2000年代半ばくらいから、日本のラグビーのレフリーがマイクをつけて、テレビ放送にその音声を流していた
そんな内容の記述をネットで見つけました
TMO(ビデオ判定)がトップリーグに採用されたのは2009年シーズンからですが、
それより先に、レフリーの音声をテレビで流していたらしい
そうだったのか?
あまり覚えていませんが、それらしき思い出があるような気もしてきました
何か、レフリーが自分たちの音声を聞かれるのを嫌がっていた、
そんな光景が浮かんできます
2019年W杯日本大会のTMO室
ラグビーにTMOが導入されたのは2003年W杯から、当然レフリーマイク(とイヤホン)も導入され、JSPORTSやその他地上波でもその音声(英語)が放送されました
そこからヒントを得て、ラグビーはルールが分からない、そんな声に応えよう、不人気なラグビーに興味を持って貰おうと、
ラグビー協会、NHK、JSPORTS、そのいずれかが声がけして始めたんでしょうか
だからその時はレフリーマイクだけ、だった筈です
上に書いた、嫌がってるな、という状況が浮かんできました
AR(アシスタントレフリー)と協議中、胸元のマイクをギュッと握って、その音声が漏れないようにしたレフリーがいて、
「何、内緒話してるんだい」

• • • • • • •

課題: 上のラグビーのレフリーマイクについての文章から、「ラグビーにTMOが導入されたのは2003年W杯から、当然レフリーマイク(とイヤホン)も導入され、JSPORTSやその他地上波でもその音声(英語)が放送されました」という一文を英語に訳してください。

• • • • • • •

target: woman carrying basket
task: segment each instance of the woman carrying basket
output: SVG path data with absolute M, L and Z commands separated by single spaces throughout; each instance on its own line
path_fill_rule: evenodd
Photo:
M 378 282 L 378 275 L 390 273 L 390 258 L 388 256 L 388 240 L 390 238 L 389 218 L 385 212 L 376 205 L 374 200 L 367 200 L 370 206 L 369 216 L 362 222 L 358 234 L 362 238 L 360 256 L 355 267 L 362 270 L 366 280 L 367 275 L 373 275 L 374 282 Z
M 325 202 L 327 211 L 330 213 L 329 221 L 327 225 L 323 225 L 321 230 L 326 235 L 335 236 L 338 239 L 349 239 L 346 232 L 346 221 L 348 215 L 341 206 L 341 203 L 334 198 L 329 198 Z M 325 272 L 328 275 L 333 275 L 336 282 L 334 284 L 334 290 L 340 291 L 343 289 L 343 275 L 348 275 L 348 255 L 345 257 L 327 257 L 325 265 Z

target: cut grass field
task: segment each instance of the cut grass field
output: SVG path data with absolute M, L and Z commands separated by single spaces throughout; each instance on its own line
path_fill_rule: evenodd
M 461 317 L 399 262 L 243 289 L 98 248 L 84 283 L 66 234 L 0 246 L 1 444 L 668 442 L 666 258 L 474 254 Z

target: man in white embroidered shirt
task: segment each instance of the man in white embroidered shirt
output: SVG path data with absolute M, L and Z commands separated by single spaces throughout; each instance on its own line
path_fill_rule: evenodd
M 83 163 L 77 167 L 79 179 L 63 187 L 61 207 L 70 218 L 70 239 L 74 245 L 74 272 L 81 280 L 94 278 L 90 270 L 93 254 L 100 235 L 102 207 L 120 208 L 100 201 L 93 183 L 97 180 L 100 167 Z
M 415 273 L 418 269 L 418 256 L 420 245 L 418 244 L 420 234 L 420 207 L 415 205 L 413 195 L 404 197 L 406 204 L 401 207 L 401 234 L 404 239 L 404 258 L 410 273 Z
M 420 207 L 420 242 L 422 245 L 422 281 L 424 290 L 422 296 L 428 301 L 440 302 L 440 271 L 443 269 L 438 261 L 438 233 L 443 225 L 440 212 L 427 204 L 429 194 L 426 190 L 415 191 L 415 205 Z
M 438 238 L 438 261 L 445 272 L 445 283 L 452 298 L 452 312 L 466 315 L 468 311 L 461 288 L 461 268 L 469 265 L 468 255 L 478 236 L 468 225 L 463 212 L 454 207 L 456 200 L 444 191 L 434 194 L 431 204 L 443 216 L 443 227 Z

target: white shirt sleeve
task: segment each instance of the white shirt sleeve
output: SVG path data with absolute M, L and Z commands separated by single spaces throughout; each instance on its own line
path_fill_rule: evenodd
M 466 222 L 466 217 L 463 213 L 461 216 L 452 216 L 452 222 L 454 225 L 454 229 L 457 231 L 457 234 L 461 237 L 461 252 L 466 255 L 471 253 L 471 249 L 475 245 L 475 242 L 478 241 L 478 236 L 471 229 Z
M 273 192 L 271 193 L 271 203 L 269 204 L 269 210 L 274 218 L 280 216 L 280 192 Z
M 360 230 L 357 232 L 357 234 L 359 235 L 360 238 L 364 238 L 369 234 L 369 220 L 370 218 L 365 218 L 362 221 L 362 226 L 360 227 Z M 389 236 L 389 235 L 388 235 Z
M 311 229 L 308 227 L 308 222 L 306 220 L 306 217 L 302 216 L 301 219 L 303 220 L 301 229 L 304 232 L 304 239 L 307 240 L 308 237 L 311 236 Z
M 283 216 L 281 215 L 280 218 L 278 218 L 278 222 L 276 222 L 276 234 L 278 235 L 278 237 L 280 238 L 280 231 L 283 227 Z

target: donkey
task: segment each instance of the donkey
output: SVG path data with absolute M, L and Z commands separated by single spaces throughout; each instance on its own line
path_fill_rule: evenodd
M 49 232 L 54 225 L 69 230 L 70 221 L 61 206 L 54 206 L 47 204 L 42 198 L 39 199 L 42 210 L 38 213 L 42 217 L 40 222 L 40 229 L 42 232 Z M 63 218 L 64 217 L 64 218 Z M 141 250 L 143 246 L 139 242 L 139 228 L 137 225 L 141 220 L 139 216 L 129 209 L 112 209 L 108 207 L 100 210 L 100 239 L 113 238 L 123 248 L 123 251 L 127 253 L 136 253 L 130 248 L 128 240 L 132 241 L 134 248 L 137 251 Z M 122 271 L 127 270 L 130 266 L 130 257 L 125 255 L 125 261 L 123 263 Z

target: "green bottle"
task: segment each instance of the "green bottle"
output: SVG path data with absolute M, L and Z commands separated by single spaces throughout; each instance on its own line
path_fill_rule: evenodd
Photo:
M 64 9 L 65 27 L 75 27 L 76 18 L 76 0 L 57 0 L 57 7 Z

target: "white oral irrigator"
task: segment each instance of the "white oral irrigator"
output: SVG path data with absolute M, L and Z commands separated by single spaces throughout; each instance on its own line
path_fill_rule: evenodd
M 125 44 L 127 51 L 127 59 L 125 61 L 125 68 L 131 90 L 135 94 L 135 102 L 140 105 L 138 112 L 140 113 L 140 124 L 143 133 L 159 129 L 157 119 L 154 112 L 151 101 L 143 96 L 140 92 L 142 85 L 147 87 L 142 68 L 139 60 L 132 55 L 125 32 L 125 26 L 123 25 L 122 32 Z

• • • • • • •

回答: TMO was introduced to rugby starting with the 2003 World Cup, and naturally referee microphones (and earpieces) were introduced as well, with that audio (in English) broadcast on JSPORTS and other terrestrial channels too.